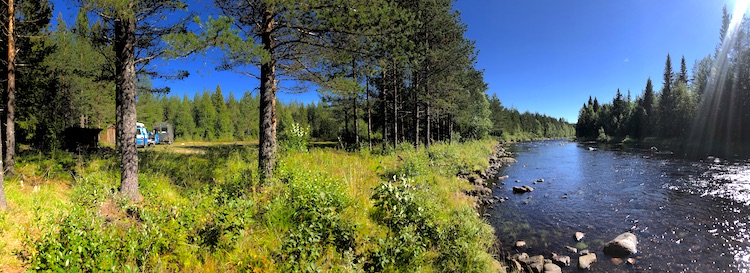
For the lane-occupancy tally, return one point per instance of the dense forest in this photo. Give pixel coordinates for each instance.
(387, 72)
(69, 89)
(705, 110)
(209, 116)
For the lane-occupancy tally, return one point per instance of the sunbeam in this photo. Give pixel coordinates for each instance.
(713, 130)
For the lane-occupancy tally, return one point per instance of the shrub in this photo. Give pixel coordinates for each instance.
(411, 228)
(295, 138)
(312, 205)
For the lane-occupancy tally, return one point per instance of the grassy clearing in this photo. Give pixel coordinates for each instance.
(400, 210)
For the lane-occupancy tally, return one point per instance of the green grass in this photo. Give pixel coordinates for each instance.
(327, 210)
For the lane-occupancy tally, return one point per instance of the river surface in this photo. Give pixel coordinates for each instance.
(688, 215)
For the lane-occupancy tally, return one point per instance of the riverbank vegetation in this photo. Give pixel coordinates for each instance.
(398, 210)
(704, 112)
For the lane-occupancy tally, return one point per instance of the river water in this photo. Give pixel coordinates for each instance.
(688, 215)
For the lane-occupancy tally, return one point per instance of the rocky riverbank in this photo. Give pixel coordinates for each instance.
(487, 185)
(483, 182)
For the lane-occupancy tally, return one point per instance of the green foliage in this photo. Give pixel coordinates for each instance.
(295, 138)
(411, 229)
(312, 205)
(206, 212)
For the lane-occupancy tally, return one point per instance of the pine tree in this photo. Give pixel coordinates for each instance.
(667, 102)
(224, 126)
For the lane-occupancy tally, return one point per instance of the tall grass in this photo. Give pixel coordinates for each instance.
(326, 211)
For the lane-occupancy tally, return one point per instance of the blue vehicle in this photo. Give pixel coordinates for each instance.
(142, 137)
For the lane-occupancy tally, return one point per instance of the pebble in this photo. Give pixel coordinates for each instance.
(520, 244)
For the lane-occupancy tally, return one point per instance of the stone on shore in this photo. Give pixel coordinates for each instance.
(552, 268)
(622, 246)
(522, 189)
(536, 263)
(571, 249)
(579, 236)
(585, 261)
(561, 260)
(520, 244)
(507, 160)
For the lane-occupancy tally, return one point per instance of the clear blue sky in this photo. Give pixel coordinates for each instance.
(542, 56)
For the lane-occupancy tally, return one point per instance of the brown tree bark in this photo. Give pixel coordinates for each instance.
(11, 55)
(356, 124)
(125, 89)
(428, 123)
(10, 122)
(369, 114)
(384, 99)
(267, 141)
(395, 107)
(415, 82)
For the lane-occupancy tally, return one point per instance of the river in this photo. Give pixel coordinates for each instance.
(688, 215)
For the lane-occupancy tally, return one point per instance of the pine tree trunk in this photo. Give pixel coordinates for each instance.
(267, 141)
(356, 124)
(415, 81)
(10, 130)
(369, 115)
(11, 54)
(384, 100)
(395, 108)
(427, 137)
(450, 129)
(125, 88)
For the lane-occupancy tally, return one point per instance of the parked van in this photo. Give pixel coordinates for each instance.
(141, 135)
(164, 132)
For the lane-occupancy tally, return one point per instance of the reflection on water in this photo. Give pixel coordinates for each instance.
(689, 216)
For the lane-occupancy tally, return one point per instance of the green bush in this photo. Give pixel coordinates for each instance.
(295, 138)
(311, 206)
(411, 228)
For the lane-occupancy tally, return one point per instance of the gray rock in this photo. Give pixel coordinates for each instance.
(523, 257)
(552, 268)
(507, 160)
(561, 260)
(623, 245)
(579, 236)
(536, 263)
(585, 261)
(520, 244)
(571, 249)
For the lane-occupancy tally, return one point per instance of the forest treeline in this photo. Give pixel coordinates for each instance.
(706, 110)
(69, 82)
(210, 116)
(391, 71)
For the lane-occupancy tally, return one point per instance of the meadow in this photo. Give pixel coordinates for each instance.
(326, 210)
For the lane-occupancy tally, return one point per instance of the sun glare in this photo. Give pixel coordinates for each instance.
(740, 8)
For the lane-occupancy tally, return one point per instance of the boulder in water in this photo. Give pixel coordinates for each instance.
(536, 263)
(622, 246)
(561, 260)
(507, 160)
(552, 268)
(571, 249)
(520, 244)
(585, 261)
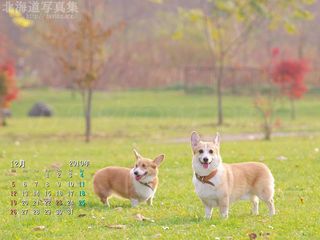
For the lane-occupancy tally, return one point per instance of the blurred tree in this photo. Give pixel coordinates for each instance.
(289, 75)
(227, 24)
(8, 89)
(81, 51)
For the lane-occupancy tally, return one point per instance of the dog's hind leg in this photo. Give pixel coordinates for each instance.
(270, 204)
(149, 201)
(255, 205)
(104, 197)
(267, 196)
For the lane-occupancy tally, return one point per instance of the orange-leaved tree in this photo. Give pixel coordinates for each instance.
(80, 49)
(8, 89)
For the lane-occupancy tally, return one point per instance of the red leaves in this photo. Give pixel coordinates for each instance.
(9, 90)
(289, 75)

----------------------------------------

SET EXERCISE: Restate the listing above word for word, and skip the pictures.

EXPECTED OUTPUT:
For the lane-occupancy tally, return one point per instance of the dense forest in this photo. Give pixel coordinates for each instance.
(387, 72)
(69, 89)
(705, 110)
(209, 116)
For the lane-occupancy tally, return one point per instance of the sunbeam in this photo. Give pixel coordinates for each instance.
(713, 130)
For the lane-occupancy tally, return one point per instance of the shrub in this photo. Give pixel coordinates for each instance.
(411, 228)
(295, 138)
(312, 205)
For the lane-occupancy tally, return one point per instance of the grassy clearing in this photo. Give pixel coordinates for each instance.
(400, 210)
For the lane-occupancy tally, return one point per instance of the green grass in this photo. Give pixel coordinates for each instance.
(327, 210)
For the lane-occupancy tally, return one point per instance of the river surface in this photo. Give pixel coordinates for each instance.
(688, 215)
For the lane-occupancy tally, return one point per instance of the riverbank vegetation in this photo. Give pixel coordinates for each instance.
(398, 210)
(704, 112)
For the lane-occupancy tally, return one point per instance of the river water in this photo. Give pixel coordinates for each instance.
(688, 215)
For the lane-occupancy tally, return one point per instance of the rocky riverbank in this photo. Give pixel coordinates for each instance.
(487, 185)
(483, 182)
For the lane-occupancy tally, return one point per instance of the green foliage in this photo. Give pixel coordinates for each instance.
(295, 138)
(411, 229)
(312, 205)
(206, 212)
For the lane-occupancy tally, return one point per instance of the pine tree in this photo. Give pixel coordinates for each instance.
(667, 102)
(224, 126)
For the lane-occupancy tally, return one point per instance of the tall grass in this photo. Give pixel coordinates for each instance.
(326, 211)
For the lane-occupancy tally, return one point per instance of the blue vehicle in this photo. Give pixel coordinates for each instance.
(142, 137)
For the lane-occupancy tally, return one point per instance of the pebble in this photo. Give pixel coordinates for each instance.
(520, 244)
For the lane-occupancy tally, return one point per instance of the stone on shore in this photo. Give pixel coordinates for each instance.
(552, 268)
(622, 246)
(522, 189)
(536, 263)
(571, 249)
(579, 236)
(585, 261)
(561, 260)
(520, 244)
(507, 160)
For the lane-occupancy tally, return one point per instance of the clear blue sky in this photo. Give pixel coordinates for each instance.
(542, 56)
For the lane-occupancy tally, return one point per instance of the brown tree bark in this photo. Give pixel coordinates for each instance.
(11, 55)
(356, 124)
(125, 89)
(428, 123)
(10, 122)
(369, 114)
(384, 99)
(267, 141)
(395, 107)
(415, 82)
For the lane-occupancy tally, return one point per instance of the river in this photo. Give pixel coordinates for each instance.
(688, 215)
For the lane-occupancy tally, return one point per instance of the pine tree trunk in this photo. Give pixel coordinates for each instance.
(267, 141)
(356, 124)
(415, 81)
(10, 130)
(369, 115)
(11, 54)
(384, 100)
(395, 108)
(427, 137)
(450, 129)
(125, 88)
For the lane-occupancy tally, return one point per instance of the parked van in this photo. Give pixel coordinates for each instance.
(141, 135)
(164, 132)
For the lane-occupancy tally, return one point per instance of the reflection on water in this photo. Give pixel coordinates for each instance.
(689, 216)
For the lane-occupancy tally, return one point per instance of the green bush in this photo. Give pixel coordinates for each instance.
(295, 138)
(311, 206)
(411, 228)
For the lane-occupancy tally, return one point per instance of the gray rock in this photo. Give pixel coordinates for each instance.
(523, 257)
(552, 268)
(507, 160)
(561, 260)
(623, 245)
(579, 236)
(536, 263)
(585, 261)
(520, 244)
(571, 249)
For the lane-occupancy tally, return one point per instance of the forest treeline in this photo. Give pixel coordinates for each instance.
(706, 110)
(69, 82)
(210, 116)
(391, 71)
For the lane-occupancy tally, return one point per instance of the meadow in this photo. Give pixel coordinates for each instance.
(326, 210)
For the lane-occupancy tally, return one point per instance of the sun glare in this photo. Give pixel coordinates for each instance.
(740, 8)
For the lane-occupancy tally, return one point per instance of the boulder in water in this photo. Give pixel coordinates for each instance.
(536, 263)
(622, 246)
(561, 260)
(507, 160)
(552, 268)
(571, 249)
(520, 244)
(585, 261)
For the lane-occupancy tally, return one point per instance of the blurred tree in this photo. Give pixel coordinates for each instance.
(289, 75)
(227, 24)
(8, 89)
(81, 51)
For the lane-occupancy tally, return one point per instance of the dog's hind leg in this photo. Give pixel coordinates for each instance.
(270, 204)
(149, 201)
(255, 205)
(104, 197)
(267, 196)
For the lane-occupancy tally, return one point per instance of the orange-leaved tree in this photo. Give pixel coordinates for each instance.
(80, 49)
(8, 89)
For the lane-occupancy tally, return one point per instance of the red leaves in this photo. Give pixel coordinates for each instance.
(9, 90)
(289, 75)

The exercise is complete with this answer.